---- SUPPLIED INFORMATION

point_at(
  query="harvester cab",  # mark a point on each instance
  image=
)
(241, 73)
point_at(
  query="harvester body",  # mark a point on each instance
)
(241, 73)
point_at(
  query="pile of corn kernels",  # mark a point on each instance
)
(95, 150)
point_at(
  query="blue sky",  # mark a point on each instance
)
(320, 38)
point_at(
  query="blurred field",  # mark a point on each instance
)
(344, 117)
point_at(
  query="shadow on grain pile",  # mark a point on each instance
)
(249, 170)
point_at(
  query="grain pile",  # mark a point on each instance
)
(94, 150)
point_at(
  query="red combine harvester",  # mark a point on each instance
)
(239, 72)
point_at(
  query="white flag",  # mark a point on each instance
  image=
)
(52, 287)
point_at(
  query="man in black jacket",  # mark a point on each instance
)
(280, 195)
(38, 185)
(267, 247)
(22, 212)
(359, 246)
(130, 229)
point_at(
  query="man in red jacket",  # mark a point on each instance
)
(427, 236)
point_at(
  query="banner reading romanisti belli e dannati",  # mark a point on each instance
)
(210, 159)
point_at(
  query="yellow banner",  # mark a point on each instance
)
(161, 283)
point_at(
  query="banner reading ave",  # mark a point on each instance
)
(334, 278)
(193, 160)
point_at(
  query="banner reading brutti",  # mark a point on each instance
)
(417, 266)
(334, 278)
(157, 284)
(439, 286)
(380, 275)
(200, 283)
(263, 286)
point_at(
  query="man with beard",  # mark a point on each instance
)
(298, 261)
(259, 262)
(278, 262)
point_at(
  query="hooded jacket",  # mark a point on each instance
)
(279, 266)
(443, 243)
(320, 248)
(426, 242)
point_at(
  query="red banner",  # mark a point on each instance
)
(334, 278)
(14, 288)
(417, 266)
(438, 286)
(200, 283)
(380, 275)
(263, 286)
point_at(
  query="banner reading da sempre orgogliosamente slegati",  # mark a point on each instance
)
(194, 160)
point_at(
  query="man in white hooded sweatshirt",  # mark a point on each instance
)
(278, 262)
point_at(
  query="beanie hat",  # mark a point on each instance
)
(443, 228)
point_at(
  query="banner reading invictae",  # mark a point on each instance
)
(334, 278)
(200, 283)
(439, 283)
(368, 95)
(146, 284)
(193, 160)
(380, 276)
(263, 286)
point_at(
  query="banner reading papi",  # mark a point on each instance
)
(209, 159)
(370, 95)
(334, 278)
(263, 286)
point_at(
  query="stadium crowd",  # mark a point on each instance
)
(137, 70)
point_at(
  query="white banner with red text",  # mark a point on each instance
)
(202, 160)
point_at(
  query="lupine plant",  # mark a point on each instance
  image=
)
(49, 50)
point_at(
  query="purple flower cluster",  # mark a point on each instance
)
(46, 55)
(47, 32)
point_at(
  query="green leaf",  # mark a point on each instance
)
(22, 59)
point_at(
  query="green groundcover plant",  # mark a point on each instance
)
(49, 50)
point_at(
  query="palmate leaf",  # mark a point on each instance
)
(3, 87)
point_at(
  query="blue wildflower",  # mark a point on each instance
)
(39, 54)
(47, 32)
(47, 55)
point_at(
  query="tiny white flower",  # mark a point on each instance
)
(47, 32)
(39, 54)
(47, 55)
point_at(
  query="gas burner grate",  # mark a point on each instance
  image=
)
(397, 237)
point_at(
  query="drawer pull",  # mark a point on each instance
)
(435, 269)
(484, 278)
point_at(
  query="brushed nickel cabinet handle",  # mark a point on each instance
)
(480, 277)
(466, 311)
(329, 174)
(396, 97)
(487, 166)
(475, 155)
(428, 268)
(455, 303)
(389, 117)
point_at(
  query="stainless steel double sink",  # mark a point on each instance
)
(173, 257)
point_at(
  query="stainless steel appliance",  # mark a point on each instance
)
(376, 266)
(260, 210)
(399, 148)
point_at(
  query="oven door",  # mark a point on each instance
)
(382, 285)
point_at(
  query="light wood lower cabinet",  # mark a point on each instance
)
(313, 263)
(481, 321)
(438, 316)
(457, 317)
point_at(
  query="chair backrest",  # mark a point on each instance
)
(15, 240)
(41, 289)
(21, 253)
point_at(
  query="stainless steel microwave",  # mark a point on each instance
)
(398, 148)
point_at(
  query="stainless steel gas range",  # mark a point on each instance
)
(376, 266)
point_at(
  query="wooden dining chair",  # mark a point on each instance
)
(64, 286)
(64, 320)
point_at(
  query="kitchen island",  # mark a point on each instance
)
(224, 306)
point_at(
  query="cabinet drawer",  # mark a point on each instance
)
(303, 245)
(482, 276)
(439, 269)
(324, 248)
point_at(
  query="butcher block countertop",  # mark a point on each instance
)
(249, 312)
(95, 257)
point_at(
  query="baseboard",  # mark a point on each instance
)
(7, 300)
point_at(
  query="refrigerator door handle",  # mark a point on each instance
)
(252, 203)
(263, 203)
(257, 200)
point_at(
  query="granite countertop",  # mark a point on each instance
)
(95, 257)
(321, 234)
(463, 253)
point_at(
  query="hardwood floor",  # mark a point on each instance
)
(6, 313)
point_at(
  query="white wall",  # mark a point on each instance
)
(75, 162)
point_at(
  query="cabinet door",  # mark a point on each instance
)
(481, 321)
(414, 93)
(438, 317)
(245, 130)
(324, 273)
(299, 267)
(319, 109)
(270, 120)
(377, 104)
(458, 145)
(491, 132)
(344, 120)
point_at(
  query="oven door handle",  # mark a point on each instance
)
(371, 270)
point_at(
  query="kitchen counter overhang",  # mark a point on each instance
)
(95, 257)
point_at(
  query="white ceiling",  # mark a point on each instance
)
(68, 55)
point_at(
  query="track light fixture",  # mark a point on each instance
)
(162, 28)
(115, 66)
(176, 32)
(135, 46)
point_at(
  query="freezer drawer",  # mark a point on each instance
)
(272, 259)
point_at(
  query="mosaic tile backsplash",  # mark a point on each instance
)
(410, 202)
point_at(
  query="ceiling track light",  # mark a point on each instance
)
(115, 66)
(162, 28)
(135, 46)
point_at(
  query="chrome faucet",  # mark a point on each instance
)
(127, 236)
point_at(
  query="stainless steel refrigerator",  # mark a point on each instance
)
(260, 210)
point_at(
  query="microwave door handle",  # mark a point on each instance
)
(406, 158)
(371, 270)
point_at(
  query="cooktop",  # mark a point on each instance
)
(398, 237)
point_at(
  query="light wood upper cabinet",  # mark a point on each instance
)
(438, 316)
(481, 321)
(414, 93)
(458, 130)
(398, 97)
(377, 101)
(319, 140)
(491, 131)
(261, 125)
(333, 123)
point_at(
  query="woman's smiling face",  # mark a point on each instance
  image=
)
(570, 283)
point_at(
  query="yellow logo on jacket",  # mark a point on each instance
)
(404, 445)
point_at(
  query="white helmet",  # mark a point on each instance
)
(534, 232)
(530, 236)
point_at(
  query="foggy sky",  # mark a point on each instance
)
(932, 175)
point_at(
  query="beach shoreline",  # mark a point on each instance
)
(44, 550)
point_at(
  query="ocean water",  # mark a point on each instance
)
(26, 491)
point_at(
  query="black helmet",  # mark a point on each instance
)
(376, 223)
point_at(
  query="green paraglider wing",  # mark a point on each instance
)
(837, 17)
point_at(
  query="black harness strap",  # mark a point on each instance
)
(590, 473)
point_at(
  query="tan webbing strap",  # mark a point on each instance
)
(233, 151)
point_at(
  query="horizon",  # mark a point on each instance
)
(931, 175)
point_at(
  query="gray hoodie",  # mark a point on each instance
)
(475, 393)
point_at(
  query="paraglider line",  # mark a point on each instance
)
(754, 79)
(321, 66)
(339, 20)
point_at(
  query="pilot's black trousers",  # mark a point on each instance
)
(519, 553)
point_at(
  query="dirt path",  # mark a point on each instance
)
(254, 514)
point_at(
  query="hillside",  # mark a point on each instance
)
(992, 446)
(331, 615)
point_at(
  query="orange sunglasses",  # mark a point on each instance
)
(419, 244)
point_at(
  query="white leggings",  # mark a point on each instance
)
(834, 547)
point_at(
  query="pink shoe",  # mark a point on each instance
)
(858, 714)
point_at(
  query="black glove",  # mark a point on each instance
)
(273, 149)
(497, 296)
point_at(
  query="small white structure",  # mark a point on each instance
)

--------

- WHAT IS EXPECTED
Nothing but a number is asked for: how many lines of the records contain the word "countertop"?

- RESPONSE AREA
2